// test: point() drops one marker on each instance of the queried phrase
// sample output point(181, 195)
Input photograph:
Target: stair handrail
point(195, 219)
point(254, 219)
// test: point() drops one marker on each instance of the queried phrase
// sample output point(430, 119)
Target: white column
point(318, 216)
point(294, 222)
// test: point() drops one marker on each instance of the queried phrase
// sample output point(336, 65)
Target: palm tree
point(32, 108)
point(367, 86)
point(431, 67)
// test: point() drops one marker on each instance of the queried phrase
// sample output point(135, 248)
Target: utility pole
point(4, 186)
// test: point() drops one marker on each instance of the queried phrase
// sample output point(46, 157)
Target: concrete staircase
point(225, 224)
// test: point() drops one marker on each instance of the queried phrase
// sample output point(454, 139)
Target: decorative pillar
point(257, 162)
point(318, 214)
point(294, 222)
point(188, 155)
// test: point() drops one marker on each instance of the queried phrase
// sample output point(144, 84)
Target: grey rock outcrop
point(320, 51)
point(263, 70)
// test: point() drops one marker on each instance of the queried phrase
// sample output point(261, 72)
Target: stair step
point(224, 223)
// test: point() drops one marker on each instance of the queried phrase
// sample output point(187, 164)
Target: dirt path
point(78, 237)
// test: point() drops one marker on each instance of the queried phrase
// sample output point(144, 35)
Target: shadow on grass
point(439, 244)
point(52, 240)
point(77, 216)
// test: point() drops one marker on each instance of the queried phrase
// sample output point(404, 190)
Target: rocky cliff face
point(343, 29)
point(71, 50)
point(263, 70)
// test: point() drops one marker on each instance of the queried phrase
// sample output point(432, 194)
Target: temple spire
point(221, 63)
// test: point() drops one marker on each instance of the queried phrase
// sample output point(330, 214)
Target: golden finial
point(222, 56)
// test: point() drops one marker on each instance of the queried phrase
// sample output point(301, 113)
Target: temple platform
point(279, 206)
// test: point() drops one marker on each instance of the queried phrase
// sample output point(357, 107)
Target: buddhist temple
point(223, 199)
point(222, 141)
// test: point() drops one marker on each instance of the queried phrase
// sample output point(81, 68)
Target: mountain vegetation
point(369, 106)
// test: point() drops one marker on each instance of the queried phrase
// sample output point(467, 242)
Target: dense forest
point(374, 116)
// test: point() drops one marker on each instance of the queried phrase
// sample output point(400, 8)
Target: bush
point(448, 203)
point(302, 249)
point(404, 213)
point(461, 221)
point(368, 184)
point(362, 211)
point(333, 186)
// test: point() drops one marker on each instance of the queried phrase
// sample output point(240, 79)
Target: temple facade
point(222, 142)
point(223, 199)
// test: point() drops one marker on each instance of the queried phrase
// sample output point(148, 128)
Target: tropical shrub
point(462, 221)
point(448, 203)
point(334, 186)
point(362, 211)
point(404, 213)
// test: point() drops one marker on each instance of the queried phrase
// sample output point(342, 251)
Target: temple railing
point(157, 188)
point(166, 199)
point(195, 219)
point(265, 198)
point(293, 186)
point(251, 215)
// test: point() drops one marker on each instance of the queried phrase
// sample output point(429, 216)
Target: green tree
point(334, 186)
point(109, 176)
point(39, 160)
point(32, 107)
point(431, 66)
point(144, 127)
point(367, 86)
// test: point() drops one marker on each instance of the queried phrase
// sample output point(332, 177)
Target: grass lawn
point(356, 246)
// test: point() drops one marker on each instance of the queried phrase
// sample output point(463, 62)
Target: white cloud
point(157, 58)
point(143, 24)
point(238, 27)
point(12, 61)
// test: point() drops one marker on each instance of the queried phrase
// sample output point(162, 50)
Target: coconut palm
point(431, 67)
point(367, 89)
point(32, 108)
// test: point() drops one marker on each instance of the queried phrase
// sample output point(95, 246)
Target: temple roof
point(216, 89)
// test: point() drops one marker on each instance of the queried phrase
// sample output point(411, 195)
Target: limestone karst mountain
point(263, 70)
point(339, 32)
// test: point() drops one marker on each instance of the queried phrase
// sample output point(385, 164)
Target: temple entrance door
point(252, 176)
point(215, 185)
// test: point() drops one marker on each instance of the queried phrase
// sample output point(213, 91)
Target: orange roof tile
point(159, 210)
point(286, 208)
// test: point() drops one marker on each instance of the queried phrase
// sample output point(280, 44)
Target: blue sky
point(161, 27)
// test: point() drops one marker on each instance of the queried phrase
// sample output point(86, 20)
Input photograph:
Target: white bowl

· · · ·

> _OBJECTIVE_: Copy out all of the records above, substituting "places" for every occurrence of "drops" and leaving everything else unchanged.

> _CORRECT OUTPUT_:
// test: point() places one marker on each instance of the queried phrase
// sample output point(181, 195)
Input photograph:
Target: stair handrail
point(195, 219)
point(254, 219)
// test: point() places one marker on each instance of the queried phrase
// sample output point(430, 119)
Target: white column
point(318, 216)
point(294, 222)
// test: point() places one marker on each instance of the queried phrase
// sample output point(336, 65)
Target: palm tree
point(32, 108)
point(367, 86)
point(431, 67)
// test: point() places one marker on each instance of the queried phrase
// sample output point(135, 248)
Target: utility pole
point(4, 186)
// test: point() places one marker on each instance of the queried phrase
// sample output point(46, 157)
Target: concrete staircase
point(225, 224)
// test: point() places one marker on each instance of the queried phrase
// sample output point(454, 139)
Target: decorative pillar
point(257, 162)
point(318, 214)
point(294, 222)
point(188, 155)
// test: point() places one marker on each instance of the queried phrase
// sample output point(144, 84)
Target: grey rock outcrop
point(320, 51)
point(263, 70)
// test: point() places one marker on each instance of the queried phrase
// sample output point(261, 72)
Target: stair step
point(224, 223)
// test: point() places one marker on each instance of the queried phrase
// sample output point(187, 164)
Target: dirt path
point(78, 237)
// test: point() places one marker on each instance of the queried phrase
// sample output point(144, 35)
Target: shadow on grass
point(439, 244)
point(52, 240)
point(77, 216)
// test: point() places one marker on each instance of the queried phrase
// sample output point(404, 190)
Target: rocky cliff face
point(343, 29)
point(71, 50)
point(263, 70)
// test: point() places one marker on each instance of the queried phrase
// sample output point(432, 194)
Target: temple spire
point(221, 63)
// test: point() places one marker on each instance of the queried phrase
// sample output point(330, 214)
Target: golden finial
point(222, 56)
// test: point() places one marker on each instance of the queried phrase
// sample output point(301, 113)
Target: temple platform
point(279, 206)
// test: point() places one marker on each instance of the queried phrase
// sample output point(357, 107)
Target: buddhist temple
point(223, 199)
point(222, 141)
// test: point() places one marker on each instance of the queried phrase
// sample output point(81, 68)
Target: mountain vegetation
point(369, 106)
// test: point() places one marker on each instance of the queried phrase
// sample output point(467, 242)
Target: dense forest
point(374, 116)
// test: point() places one marker on each instance of the queried phrase
// sample output point(400, 8)
Target: bush
point(448, 203)
point(302, 249)
point(404, 213)
point(461, 221)
point(368, 184)
point(362, 211)
point(333, 186)
// test: point() places one marker on each instance of the queried phrase
// sample output point(240, 79)
Target: temple facade
point(222, 142)
point(223, 199)
// test: point() places one marker on each instance of the queried phrase
// sample output point(148, 128)
Target: tropical shrub
point(462, 221)
point(448, 203)
point(334, 186)
point(362, 211)
point(404, 213)
// test: point() places one marker on each instance of the queried phrase
// sample output point(342, 251)
Target: temple railing
point(157, 188)
point(166, 199)
point(195, 219)
point(265, 198)
point(293, 186)
point(251, 215)
// test: point() places one marker on each instance of the queried phrase
// sample output point(429, 216)
Target: green tree
point(334, 186)
point(109, 176)
point(39, 160)
point(32, 107)
point(431, 66)
point(144, 127)
point(367, 86)
// test: point() places one marker on each instance of the queried phrase
// sample output point(332, 177)
Target: grass lawn
point(356, 246)
// test: point() places one marker on each instance of the queried phrase
// sample output point(463, 62)
Target: white cloud
point(157, 58)
point(143, 24)
point(238, 27)
point(12, 61)
// test: point() places one marker on each instance of the queried phrase
// sample output point(162, 50)
Target: coconut palm
point(431, 67)
point(367, 89)
point(32, 108)
// test: point() places one marker on each instance of the queried phrase
// sample output point(95, 246)
Target: temple roof
point(216, 89)
// test: point() places one marker on each instance of the queried phrase
// sample output point(411, 195)
Target: limestone karst mountain
point(263, 70)
point(339, 32)
// test: point() places one marker on each instance of the queried phrase
// sample output point(385, 164)
Target: temple entrance door
point(252, 176)
point(215, 185)
// test: point() places one marker on each instance of the queried phrase
// sample output point(213, 91)
Target: orange roof tile
point(159, 210)
point(286, 208)
// test: point() places one marker on each instance of the queried phrase
// sample output point(280, 44)
Target: blue sky
point(161, 27)
// test: point() places one marker on each instance of the queried phrase
// sample output point(86, 20)
Input photograph:
Target: white bowl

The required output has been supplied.